> EXERCISE GOAL: Return every line of the data below that contains the word "roof".

--- start INFORMATION SUPPLIED ---

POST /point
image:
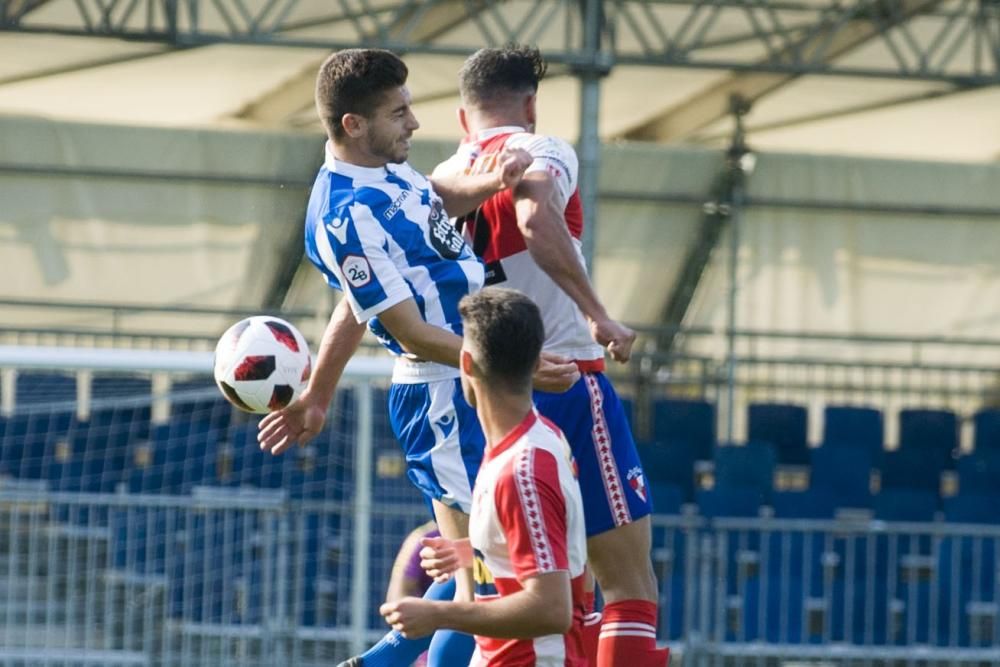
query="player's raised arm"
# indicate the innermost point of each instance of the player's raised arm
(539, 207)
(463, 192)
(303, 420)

--- end INFORMATION SUPPLIED ---
--- start INFORMATION SUPPLIED ---

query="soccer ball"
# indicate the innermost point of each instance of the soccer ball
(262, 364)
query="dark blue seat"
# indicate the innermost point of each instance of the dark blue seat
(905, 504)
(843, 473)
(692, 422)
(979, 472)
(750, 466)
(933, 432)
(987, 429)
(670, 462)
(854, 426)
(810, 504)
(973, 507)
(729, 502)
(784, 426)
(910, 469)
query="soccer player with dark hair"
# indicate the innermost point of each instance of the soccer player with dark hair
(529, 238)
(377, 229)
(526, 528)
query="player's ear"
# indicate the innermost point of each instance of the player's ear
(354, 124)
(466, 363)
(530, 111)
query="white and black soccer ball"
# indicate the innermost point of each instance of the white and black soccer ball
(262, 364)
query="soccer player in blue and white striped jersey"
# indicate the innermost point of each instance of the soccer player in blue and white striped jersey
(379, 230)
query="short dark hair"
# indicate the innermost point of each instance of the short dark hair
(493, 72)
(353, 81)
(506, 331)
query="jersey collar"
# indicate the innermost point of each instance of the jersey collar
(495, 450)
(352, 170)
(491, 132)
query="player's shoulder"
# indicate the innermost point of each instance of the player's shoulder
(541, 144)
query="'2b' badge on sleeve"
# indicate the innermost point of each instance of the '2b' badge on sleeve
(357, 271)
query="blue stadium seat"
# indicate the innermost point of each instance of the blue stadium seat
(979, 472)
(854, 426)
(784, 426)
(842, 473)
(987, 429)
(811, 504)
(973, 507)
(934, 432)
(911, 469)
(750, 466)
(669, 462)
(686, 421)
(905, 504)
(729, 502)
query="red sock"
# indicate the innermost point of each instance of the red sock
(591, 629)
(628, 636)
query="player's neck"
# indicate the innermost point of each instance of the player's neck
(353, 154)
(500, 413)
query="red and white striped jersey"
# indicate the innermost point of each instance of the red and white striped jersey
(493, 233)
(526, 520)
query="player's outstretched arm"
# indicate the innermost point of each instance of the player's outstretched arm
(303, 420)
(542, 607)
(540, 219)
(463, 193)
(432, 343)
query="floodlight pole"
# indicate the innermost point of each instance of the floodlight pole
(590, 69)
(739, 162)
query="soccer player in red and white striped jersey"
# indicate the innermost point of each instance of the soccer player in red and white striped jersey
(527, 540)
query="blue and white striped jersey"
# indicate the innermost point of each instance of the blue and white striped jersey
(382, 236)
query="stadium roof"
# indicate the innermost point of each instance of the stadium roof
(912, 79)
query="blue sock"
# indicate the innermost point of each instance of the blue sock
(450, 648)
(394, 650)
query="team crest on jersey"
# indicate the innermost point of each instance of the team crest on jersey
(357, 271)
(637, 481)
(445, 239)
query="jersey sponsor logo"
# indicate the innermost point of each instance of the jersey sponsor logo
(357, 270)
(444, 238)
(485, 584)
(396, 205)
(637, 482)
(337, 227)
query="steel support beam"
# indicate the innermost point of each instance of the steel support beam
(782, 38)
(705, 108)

--- end INFORMATION SUPPLIED ---
--- start INFORMATION SUPPLIED ---

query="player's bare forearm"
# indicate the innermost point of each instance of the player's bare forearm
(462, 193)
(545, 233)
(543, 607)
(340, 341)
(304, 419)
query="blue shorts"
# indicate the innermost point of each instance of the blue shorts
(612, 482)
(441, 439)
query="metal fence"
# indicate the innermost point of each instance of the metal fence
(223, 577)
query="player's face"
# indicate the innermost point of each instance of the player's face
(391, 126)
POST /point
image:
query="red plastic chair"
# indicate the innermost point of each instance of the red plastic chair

--- end INFORMATION SUPPLIED ---

> REPLY:
query="stadium roof"
# indicate the innermost point of each instance of the stadium roof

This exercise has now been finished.